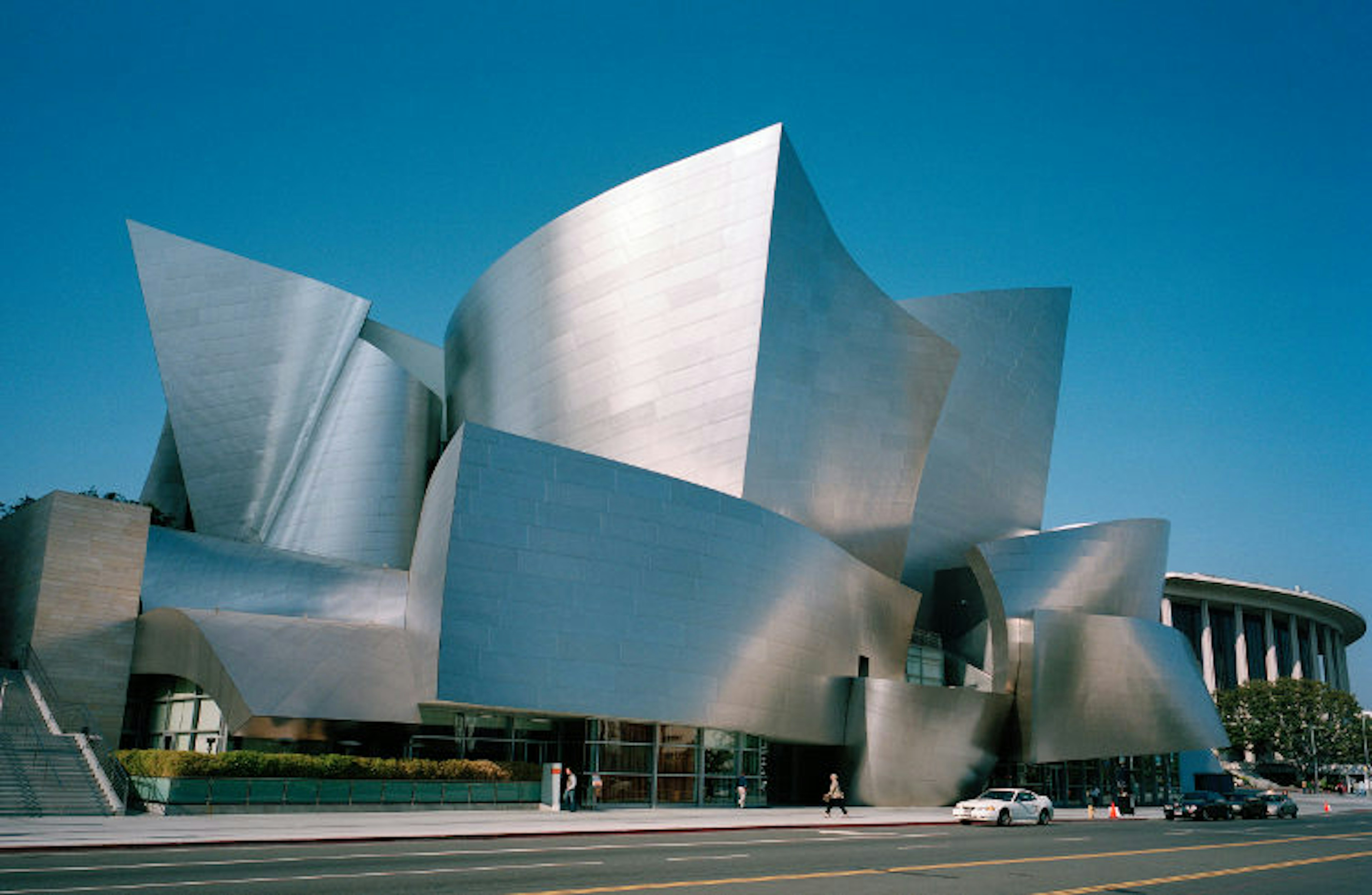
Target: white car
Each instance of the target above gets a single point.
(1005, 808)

********************

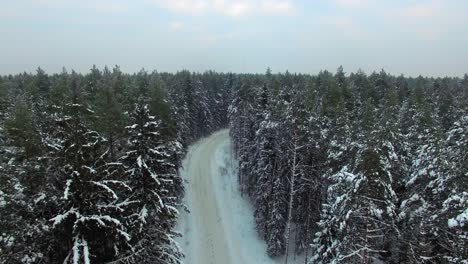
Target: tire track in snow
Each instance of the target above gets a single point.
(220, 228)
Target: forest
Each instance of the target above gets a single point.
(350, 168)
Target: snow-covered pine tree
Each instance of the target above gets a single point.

********************

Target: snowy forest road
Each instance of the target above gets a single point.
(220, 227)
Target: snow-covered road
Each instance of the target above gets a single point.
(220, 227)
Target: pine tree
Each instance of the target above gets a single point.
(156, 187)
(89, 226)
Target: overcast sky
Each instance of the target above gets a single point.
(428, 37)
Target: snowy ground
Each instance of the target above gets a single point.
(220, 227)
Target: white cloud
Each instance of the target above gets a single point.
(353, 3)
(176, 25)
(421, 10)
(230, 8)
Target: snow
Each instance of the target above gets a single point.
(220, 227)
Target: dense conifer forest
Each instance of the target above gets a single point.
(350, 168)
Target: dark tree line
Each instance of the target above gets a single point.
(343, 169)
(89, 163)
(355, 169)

********************

What is expected:
For the word "snowy", go through the records and show each line that carries it.

Answer space:
Target: snowy forest road
Target: snowy ground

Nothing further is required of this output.